OBJECTIVE:
Lay out each line of the entries below as a numbered list, skipping any blank lines.

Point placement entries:

* * * *

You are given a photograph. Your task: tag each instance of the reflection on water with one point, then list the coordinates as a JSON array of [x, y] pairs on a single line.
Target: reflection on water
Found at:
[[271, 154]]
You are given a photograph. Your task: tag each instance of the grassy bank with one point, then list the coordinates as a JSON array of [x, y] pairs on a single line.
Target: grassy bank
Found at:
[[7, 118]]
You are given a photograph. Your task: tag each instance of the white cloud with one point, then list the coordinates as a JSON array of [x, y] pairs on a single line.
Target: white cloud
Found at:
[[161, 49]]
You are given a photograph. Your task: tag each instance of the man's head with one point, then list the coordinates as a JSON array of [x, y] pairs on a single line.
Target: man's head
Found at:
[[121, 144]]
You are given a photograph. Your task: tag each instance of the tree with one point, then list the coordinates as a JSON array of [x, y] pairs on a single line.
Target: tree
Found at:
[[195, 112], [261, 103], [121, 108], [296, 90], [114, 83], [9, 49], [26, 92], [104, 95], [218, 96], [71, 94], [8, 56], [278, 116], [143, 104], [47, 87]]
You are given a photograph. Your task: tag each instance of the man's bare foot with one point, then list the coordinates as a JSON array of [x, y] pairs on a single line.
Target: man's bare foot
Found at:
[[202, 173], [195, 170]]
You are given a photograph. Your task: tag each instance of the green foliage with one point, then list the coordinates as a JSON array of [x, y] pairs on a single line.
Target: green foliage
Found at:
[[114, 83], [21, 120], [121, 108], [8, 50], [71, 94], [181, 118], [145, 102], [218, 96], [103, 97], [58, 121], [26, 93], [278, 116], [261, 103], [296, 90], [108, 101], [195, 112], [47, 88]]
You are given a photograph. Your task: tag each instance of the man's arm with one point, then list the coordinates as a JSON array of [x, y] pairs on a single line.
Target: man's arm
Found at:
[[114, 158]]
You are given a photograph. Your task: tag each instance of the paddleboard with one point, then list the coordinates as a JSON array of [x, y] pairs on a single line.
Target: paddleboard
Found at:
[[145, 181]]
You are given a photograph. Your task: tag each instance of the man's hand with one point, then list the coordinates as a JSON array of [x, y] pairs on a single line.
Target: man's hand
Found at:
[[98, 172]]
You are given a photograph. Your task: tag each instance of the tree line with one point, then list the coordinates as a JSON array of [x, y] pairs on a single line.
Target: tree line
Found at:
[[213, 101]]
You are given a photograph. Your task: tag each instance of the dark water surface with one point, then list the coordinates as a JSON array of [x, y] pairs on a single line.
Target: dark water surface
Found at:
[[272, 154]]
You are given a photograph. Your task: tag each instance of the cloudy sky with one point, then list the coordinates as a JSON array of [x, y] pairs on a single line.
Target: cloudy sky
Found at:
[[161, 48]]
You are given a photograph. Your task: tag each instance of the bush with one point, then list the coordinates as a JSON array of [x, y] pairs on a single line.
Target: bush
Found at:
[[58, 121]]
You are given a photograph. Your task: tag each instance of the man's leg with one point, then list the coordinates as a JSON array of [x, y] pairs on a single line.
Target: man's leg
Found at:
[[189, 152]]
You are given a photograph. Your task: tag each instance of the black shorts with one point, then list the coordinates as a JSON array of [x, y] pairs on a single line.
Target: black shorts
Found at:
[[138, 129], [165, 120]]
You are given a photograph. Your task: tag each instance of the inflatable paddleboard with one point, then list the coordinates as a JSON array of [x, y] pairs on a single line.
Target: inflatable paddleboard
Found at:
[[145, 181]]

* * * *

EXERCISE RESULT:
1. You are given a photograph. Your task: tag each instance of the reflection on water with one point, then list the coordinates as a JSON array of [x, y] pairs on a single line.
2. Target: reflection on water
3. Found at:
4. [[271, 154]]
5. You are given a photograph. Your task: tag each instance of the grassy bank with one point, then list the coordinates as a JSON array of [x, y] pairs on a single line.
6. Target: grassy bank
7. Found at:
8. [[7, 118]]
9. You are given a photograph. Your task: tag each instance of the white cloud with one point, then list the coordinates as a JSON array of [x, y] pairs on a single line.
10. Target: white cloud
11. Found at:
12. [[161, 49]]
13. You are given a photograph. Your task: tag each instance of the man's head with one point, then list the coordinates as a JSON array of [x, y] pairs on a single line.
14. Target: man's head
15. Found at:
16. [[121, 144]]
17. You are given a photograph. Your task: tag each instance of the tree with one point, then list the coordinates as a JSON array of [x, y] pairs on a single line.
18. Target: tree
19. Found at:
20. [[195, 112], [261, 103], [121, 108], [296, 90], [114, 83], [9, 49], [26, 92], [104, 95], [218, 96], [71, 94], [8, 56], [278, 116], [143, 104], [47, 87]]
21. You are given a photograph. Your task: tag each instance of the man's bare foot with one point, then list the coordinates as a JSON array of [x, y] pairs on a single line.
22. Target: man's bare foot
23. Found at:
24. [[202, 173], [195, 170]]
25. You are given a photograph. Your task: tag each instance of the green foliage with one point, then list the coordinates as a JSON array of [x, y] pairs on a single line.
26. Target: green foliage
27. Found at:
28. [[114, 83], [21, 120], [121, 108], [8, 50], [71, 94], [181, 118], [145, 102], [218, 96], [103, 97], [58, 121], [26, 93], [278, 116], [261, 103], [296, 90], [108, 101], [195, 112], [47, 88]]
29. You are given a photograph. Your task: tag each instance of the man's arm with one point, then list the coordinates as a JSON array of [x, y] pairs on a single line.
30. Target: man's arm
31. Found at:
32. [[114, 158]]
33. You are given a photograph. Your task: tag each instance of the paddleboard with one point, then list the coordinates as a JSON array of [x, y] pairs on a single line.
34. Target: paddleboard
35. Found at:
36. [[145, 181]]
37. You are given a photograph. Your task: tag each instance of the man's hand with one point, then list the coordinates as a JSON array of [x, y] pairs on a single line.
38. Target: man's hand
39. Found at:
40. [[98, 172]]
41. You are given a photograph. Your task: tag each instance of the tree line with one point, then list the coordinates as a JSON array of [x, y] pairs on a single line.
42. Target: tree line
43. Found at:
44. [[213, 101]]
45. You are given a photograph. Your task: tag each instance of the dark water surface with one point, then list the coordinates as a JSON array of [x, y] pairs on a single line.
46. Target: dark water surface
47. Found at:
48. [[272, 154]]
49. You are given a photograph. Your task: tag each instance of the cloudy sky with one point, then list the coordinates as a JSON array of [x, y] pairs on a single line.
50. Target: cloudy sky
51. Found at:
52. [[161, 48]]
53. You are given a photograph. Your task: tag each instance of the bush with one point, then list the coordinates as a JSON array of [x, y] pairs on a single line.
54. Target: bush
55. Found at:
56. [[58, 121]]
57. You are given a photograph. Your task: tag each instance of the man's leg with one point, then list the coordinates as a JSON array of [x, y] pairs on a single line.
58. Target: man's leg
59. Found at:
60. [[189, 152]]
61. You are given a photograph. Your task: tag each instance of the black shorts with one point, then list the coordinates as a JSON array of [x, y] pairs on a single line.
62. Target: black shorts
63. Found at:
64. [[138, 129], [165, 120]]
65. You are given a photograph. Your task: tag each instance of the inflatable paddleboard with one point, then list the coordinates as a JSON array of [x, y] pairs on a single line.
66. Target: inflatable paddleboard
67. Found at:
68. [[145, 181]]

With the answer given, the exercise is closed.